Action item - Reproduce, character for character, the entries from their opening line through the line with "Target: front wheel".

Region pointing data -
-- Opening Marker --
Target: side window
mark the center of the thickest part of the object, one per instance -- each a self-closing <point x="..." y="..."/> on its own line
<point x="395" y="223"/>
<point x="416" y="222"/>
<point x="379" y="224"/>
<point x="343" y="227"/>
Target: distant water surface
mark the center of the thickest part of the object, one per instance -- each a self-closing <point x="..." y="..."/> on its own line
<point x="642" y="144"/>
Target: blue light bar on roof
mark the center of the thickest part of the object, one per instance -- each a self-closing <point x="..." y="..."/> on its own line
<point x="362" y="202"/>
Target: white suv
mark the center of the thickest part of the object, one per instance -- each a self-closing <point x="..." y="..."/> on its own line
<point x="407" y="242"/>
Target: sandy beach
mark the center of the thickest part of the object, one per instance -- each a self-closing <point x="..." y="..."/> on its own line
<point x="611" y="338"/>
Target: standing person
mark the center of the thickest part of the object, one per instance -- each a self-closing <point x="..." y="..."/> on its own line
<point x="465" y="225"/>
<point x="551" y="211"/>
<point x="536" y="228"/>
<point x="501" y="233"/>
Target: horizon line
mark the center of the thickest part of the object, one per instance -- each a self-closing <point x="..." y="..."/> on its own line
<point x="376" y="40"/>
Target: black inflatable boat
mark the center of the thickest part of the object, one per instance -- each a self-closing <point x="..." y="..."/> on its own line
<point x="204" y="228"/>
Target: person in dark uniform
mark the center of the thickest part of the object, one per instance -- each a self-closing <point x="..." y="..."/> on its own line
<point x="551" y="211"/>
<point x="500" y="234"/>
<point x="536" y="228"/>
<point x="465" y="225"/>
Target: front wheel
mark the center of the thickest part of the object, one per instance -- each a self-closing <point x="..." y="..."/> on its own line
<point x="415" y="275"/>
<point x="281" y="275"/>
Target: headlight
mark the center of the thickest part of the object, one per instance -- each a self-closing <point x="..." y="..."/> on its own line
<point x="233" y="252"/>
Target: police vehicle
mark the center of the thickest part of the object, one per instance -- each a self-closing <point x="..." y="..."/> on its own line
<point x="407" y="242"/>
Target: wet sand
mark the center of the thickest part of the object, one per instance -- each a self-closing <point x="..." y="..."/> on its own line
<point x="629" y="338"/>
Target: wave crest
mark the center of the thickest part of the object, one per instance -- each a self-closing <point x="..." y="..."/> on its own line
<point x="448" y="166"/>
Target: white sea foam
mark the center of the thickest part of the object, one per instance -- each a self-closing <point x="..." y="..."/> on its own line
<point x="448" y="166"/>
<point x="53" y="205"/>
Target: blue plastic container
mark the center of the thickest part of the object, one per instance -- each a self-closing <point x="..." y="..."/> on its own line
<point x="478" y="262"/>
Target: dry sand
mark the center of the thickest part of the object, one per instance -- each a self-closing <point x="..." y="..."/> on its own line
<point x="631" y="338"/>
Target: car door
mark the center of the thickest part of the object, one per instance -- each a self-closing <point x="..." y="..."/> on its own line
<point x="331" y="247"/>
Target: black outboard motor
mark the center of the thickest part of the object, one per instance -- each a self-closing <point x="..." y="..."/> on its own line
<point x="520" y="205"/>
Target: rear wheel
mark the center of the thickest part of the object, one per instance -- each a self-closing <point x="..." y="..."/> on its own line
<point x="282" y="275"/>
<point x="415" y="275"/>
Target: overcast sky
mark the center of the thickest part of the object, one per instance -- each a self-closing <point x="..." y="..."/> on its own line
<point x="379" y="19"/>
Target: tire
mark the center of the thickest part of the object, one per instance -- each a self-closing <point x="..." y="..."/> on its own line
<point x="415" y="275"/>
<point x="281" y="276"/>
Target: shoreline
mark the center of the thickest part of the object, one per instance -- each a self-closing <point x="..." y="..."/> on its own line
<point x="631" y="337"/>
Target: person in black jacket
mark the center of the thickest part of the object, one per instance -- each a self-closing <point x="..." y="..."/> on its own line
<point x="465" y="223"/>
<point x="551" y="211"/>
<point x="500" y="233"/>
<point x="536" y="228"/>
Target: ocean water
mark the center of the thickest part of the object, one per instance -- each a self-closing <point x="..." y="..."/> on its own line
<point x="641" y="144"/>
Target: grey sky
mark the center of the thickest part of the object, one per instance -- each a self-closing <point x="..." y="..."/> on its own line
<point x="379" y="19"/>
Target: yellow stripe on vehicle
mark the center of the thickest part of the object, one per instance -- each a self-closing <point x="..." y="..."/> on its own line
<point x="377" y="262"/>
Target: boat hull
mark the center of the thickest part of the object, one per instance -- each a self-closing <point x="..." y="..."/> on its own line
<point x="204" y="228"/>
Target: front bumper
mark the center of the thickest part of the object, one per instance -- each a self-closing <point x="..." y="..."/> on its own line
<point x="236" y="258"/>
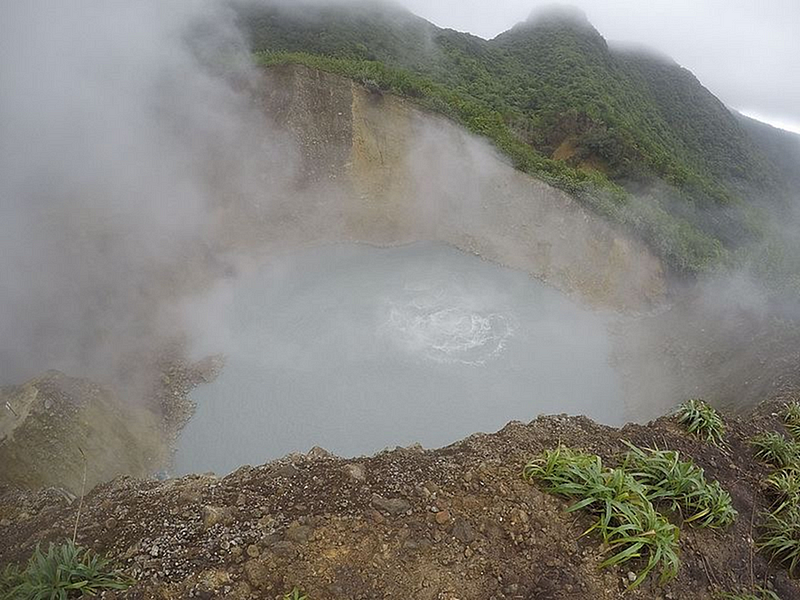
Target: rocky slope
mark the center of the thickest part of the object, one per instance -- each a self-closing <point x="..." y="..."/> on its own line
<point x="444" y="524"/>
<point x="375" y="168"/>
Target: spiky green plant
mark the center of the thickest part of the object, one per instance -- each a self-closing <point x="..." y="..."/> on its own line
<point x="624" y="517"/>
<point x="759" y="594"/>
<point x="784" y="487"/>
<point x="781" y="537"/>
<point x="791" y="418"/>
<point x="681" y="485"/>
<point x="702" y="420"/>
<point x="65" y="571"/>
<point x="773" y="448"/>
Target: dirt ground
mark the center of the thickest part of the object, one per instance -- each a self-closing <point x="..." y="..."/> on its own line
<point x="454" y="523"/>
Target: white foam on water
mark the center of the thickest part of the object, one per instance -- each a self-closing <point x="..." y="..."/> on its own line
<point x="356" y="348"/>
<point x="447" y="326"/>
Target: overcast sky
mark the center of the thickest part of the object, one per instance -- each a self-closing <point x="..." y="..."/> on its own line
<point x="747" y="52"/>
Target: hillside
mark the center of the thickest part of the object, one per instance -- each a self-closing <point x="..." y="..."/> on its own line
<point x="634" y="136"/>
<point x="459" y="522"/>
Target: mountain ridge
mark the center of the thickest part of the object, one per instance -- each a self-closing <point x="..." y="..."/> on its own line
<point x="565" y="106"/>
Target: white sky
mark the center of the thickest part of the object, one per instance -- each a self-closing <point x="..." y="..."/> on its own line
<point x="747" y="52"/>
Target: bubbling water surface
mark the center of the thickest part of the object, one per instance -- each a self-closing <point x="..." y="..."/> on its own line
<point x="356" y="348"/>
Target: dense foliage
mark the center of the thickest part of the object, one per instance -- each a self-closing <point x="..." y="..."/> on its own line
<point x="64" y="571"/>
<point x="564" y="106"/>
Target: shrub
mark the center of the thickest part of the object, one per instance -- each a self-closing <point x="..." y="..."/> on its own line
<point x="784" y="486"/>
<point x="65" y="571"/>
<point x="773" y="448"/>
<point x="791" y="419"/>
<point x="702" y="420"/>
<point x="682" y="485"/>
<point x="781" y="537"/>
<point x="759" y="594"/>
<point x="624" y="517"/>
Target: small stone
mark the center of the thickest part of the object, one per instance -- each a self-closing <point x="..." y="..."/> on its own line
<point x="463" y="532"/>
<point x="318" y="453"/>
<point x="256" y="573"/>
<point x="299" y="533"/>
<point x="442" y="517"/>
<point x="393" y="506"/>
<point x="287" y="471"/>
<point x="284" y="549"/>
<point x="355" y="471"/>
<point x="213" y="515"/>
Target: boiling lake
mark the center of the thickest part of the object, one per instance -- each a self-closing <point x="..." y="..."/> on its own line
<point x="356" y="348"/>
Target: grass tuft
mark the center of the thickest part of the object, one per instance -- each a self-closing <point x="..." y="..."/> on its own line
<point x="682" y="485"/>
<point x="624" y="517"/>
<point x="65" y="571"/>
<point x="702" y="419"/>
<point x="791" y="418"/>
<point x="773" y="448"/>
<point x="781" y="537"/>
<point x="759" y="594"/>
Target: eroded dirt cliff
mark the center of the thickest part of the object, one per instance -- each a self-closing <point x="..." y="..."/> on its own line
<point x="459" y="522"/>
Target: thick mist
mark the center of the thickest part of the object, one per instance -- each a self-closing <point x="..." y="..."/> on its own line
<point x="126" y="130"/>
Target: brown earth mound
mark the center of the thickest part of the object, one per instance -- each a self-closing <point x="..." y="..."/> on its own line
<point x="454" y="523"/>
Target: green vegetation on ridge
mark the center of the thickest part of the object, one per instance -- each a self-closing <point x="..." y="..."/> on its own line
<point x="625" y="502"/>
<point x="563" y="106"/>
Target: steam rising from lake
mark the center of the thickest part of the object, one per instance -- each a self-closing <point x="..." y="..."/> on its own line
<point x="354" y="348"/>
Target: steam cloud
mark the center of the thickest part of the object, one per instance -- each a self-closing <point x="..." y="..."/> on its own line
<point x="122" y="142"/>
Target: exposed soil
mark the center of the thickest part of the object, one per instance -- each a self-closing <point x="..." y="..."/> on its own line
<point x="454" y="523"/>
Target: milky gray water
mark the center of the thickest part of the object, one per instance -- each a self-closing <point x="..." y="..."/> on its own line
<point x="356" y="348"/>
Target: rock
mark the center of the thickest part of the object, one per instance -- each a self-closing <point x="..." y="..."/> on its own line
<point x="212" y="580"/>
<point x="287" y="471"/>
<point x="317" y="453"/>
<point x="392" y="506"/>
<point x="463" y="531"/>
<point x="355" y="471"/>
<point x="284" y="549"/>
<point x="212" y="515"/>
<point x="256" y="572"/>
<point x="298" y="533"/>
<point x="240" y="591"/>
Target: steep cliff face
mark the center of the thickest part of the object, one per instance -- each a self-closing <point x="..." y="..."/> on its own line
<point x="53" y="426"/>
<point x="379" y="170"/>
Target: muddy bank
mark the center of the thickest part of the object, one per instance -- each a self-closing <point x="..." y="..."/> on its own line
<point x="452" y="523"/>
<point x="53" y="428"/>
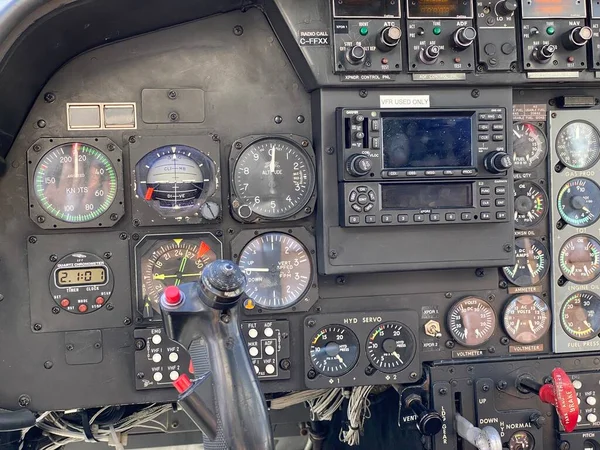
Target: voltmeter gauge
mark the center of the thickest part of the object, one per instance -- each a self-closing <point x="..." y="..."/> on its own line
<point x="273" y="178"/>
<point x="472" y="321"/>
<point x="75" y="183"/>
<point x="578" y="145"/>
<point x="279" y="270"/>
<point x="529" y="145"/>
<point x="390" y="347"/>
<point x="531" y="263"/>
<point x="580" y="315"/>
<point x="531" y="204"/>
<point x="579" y="259"/>
<point x="579" y="202"/>
<point x="527" y="319"/>
<point x="334" y="350"/>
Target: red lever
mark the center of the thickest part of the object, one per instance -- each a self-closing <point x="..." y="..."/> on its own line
<point x="562" y="395"/>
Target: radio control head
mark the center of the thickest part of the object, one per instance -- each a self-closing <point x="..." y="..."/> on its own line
<point x="464" y="37"/>
<point x="359" y="165"/>
<point x="389" y="38"/>
<point x="497" y="162"/>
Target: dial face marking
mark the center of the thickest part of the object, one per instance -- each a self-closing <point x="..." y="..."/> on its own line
<point x="472" y="321"/>
<point x="527" y="319"/>
<point x="578" y="145"/>
<point x="334" y="350"/>
<point x="580" y="315"/>
<point x="278" y="269"/>
<point x="531" y="263"/>
<point x="274" y="178"/>
<point x="75" y="183"/>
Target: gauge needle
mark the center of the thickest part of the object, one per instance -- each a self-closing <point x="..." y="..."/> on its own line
<point x="272" y="159"/>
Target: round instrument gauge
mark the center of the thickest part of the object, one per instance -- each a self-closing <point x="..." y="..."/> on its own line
<point x="75" y="183"/>
<point x="334" y="350"/>
<point x="531" y="263"/>
<point x="580" y="315"/>
<point x="81" y="283"/>
<point x="527" y="319"/>
<point x="390" y="347"/>
<point x="578" y="145"/>
<point x="175" y="179"/>
<point x="531" y="204"/>
<point x="530" y="146"/>
<point x="472" y="321"/>
<point x="579" y="202"/>
<point x="171" y="261"/>
<point x="273" y="178"/>
<point x="278" y="268"/>
<point x="521" y="440"/>
<point x="579" y="259"/>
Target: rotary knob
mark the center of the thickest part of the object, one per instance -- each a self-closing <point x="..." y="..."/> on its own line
<point x="356" y="55"/>
<point x="359" y="165"/>
<point x="464" y="37"/>
<point x="430" y="54"/>
<point x="506" y="7"/>
<point x="497" y="162"/>
<point x="389" y="38"/>
<point x="544" y="53"/>
<point x="577" y="37"/>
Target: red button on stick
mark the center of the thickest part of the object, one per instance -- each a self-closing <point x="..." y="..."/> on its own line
<point x="172" y="295"/>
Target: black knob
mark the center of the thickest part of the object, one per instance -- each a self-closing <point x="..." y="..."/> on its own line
<point x="577" y="37"/>
<point x="222" y="284"/>
<point x="506" y="7"/>
<point x="429" y="422"/>
<point x="430" y="54"/>
<point x="359" y="165"/>
<point x="356" y="54"/>
<point x="543" y="54"/>
<point x="464" y="37"/>
<point x="497" y="162"/>
<point x="389" y="38"/>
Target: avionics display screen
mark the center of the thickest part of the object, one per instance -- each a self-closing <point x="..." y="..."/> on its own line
<point x="80" y="276"/>
<point x="427" y="196"/>
<point x="421" y="140"/>
<point x="439" y="8"/>
<point x="366" y="8"/>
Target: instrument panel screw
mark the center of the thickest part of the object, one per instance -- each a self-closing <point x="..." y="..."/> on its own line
<point x="285" y="364"/>
<point x="24" y="401"/>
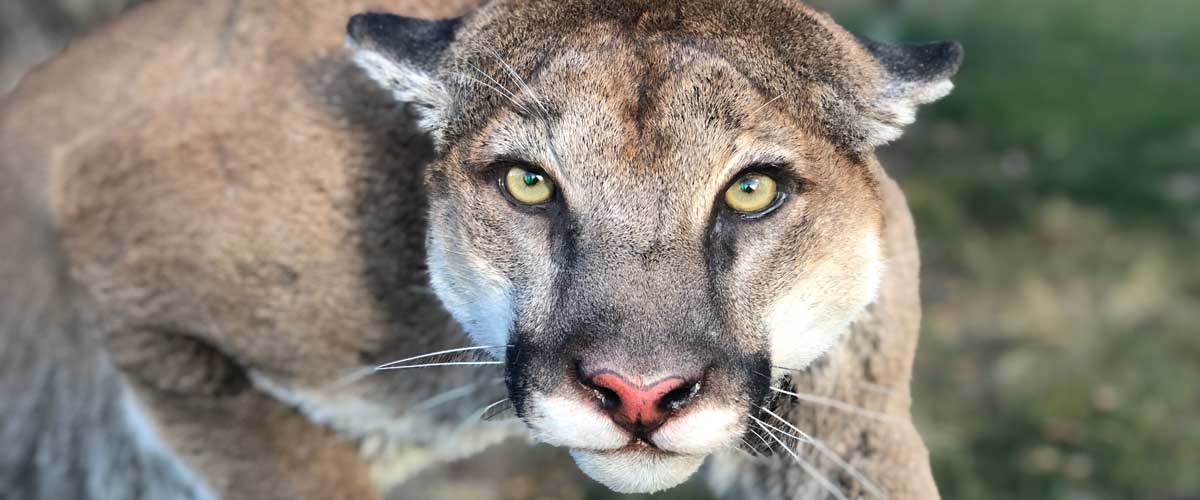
-- Closing Marker --
Task result -
Target: side window
mark the center of the thickest part of the object, one per instance -- each a self-closing <point x="..." y="..."/> on its own line
<point x="395" y="223"/>
<point x="416" y="222"/>
<point x="379" y="224"/>
<point x="343" y="227"/>
Target: distant water surface
mark the center of the thickest part of the object, one per instance -- each a self-closing <point x="..." y="..."/> on its own line
<point x="642" y="144"/>
Target: blue light bar on roof
mark the center of the thickest part of the object, one per instance -- each a self-closing <point x="..." y="..."/> on its own line
<point x="362" y="202"/>
Target: white suv
mark the center of the thickest part of the object, one per instance -- each a self-closing <point x="..." y="..."/> on its own line
<point x="407" y="242"/>
Target: sandy beach
mark the center of the thickest part of the object, one per instance -- each a self-closing <point x="..." y="..."/> on its own line
<point x="611" y="338"/>
Target: standing person
mark the center of the thickest part of the object, one per instance -- each a self-closing <point x="..." y="..."/> on its own line
<point x="465" y="225"/>
<point x="551" y="211"/>
<point x="536" y="228"/>
<point x="501" y="233"/>
Target: horizon line
mark the center of the thickest part of the object, one per instance -- each a self-closing <point x="..." y="..."/> on its own line
<point x="376" y="40"/>
Target: black inflatable boat
mark the center of the thickest part of the object, one per instance -- each a self-closing <point x="..." y="..."/> on its own line
<point x="204" y="228"/>
Target: person in dark uniform
mark the center of the thickest part of the object, one per instance -- each a self-closing <point x="..." y="..."/> on its own line
<point x="551" y="211"/>
<point x="500" y="234"/>
<point x="536" y="228"/>
<point x="465" y="225"/>
Target: front wheel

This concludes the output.